THE REQUEST => Return every line of the data below that contains the word "hair". Case counts.

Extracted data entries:
- - - - -

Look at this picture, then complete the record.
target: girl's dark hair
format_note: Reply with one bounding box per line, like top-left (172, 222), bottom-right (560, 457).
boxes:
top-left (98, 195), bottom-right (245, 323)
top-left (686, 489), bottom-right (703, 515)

- - - - -

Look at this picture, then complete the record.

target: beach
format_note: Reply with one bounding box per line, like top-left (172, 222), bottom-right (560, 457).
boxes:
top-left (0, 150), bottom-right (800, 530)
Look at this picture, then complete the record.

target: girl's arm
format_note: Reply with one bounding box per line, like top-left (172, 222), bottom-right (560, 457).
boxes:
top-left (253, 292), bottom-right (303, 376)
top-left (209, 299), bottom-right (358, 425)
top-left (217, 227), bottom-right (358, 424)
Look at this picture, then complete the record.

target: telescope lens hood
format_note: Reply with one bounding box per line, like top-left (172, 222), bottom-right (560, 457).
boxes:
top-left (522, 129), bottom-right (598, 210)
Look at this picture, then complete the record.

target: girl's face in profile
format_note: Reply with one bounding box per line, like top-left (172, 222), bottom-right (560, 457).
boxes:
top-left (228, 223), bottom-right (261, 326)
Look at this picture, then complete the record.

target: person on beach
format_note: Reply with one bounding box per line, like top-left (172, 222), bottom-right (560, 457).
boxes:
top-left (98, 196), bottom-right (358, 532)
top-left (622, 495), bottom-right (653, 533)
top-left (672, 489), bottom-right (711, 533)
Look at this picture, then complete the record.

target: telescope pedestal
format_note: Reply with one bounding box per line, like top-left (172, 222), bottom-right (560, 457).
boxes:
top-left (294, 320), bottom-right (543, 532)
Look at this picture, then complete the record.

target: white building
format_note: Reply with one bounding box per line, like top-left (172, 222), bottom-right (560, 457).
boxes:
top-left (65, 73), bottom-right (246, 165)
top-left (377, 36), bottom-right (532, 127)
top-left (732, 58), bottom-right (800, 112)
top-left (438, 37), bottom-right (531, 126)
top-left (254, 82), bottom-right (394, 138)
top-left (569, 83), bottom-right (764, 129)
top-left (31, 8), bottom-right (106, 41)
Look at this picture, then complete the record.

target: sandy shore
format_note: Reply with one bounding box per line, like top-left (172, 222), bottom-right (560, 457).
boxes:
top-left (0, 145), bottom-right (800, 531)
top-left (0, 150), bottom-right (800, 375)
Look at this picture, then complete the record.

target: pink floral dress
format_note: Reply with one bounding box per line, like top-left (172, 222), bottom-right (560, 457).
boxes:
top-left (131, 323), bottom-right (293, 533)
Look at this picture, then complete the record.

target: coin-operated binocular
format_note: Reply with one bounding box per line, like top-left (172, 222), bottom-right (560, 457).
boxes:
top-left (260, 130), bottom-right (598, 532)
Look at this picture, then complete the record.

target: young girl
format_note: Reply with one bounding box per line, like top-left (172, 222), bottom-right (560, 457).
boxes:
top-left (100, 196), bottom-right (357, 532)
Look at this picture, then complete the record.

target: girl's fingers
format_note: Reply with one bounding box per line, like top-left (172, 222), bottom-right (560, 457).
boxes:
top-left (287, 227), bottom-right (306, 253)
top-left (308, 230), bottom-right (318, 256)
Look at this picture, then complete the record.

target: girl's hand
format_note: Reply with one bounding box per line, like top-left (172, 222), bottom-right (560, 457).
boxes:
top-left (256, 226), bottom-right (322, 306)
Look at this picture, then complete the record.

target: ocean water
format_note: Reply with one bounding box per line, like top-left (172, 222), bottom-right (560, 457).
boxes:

- - - - -

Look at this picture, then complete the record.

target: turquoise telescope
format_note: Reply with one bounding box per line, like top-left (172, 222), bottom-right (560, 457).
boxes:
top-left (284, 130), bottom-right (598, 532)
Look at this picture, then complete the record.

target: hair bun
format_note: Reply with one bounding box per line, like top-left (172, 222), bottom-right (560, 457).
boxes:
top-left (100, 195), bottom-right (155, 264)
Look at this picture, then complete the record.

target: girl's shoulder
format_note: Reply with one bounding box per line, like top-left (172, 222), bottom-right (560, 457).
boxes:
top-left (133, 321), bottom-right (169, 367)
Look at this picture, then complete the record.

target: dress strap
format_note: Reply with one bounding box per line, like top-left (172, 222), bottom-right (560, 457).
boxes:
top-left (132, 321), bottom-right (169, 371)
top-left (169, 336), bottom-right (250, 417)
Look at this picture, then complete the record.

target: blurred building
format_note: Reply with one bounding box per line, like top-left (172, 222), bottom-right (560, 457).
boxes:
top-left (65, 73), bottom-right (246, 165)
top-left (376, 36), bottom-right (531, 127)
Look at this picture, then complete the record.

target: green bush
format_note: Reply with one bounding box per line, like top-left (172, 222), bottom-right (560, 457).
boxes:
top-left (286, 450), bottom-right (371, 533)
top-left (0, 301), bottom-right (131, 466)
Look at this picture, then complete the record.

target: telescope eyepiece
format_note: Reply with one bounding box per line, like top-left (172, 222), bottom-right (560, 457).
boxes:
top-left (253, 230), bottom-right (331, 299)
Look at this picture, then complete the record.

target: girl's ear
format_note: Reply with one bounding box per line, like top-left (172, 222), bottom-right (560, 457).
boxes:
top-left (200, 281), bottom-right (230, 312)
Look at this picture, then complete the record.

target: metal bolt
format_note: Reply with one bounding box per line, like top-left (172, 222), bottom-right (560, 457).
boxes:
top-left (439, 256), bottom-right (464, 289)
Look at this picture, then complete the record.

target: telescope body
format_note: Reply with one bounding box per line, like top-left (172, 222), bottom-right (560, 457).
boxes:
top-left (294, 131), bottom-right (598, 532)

- - - - -

EXERCISE SOLUTION =>
target: girl's dark hair
target: hair bun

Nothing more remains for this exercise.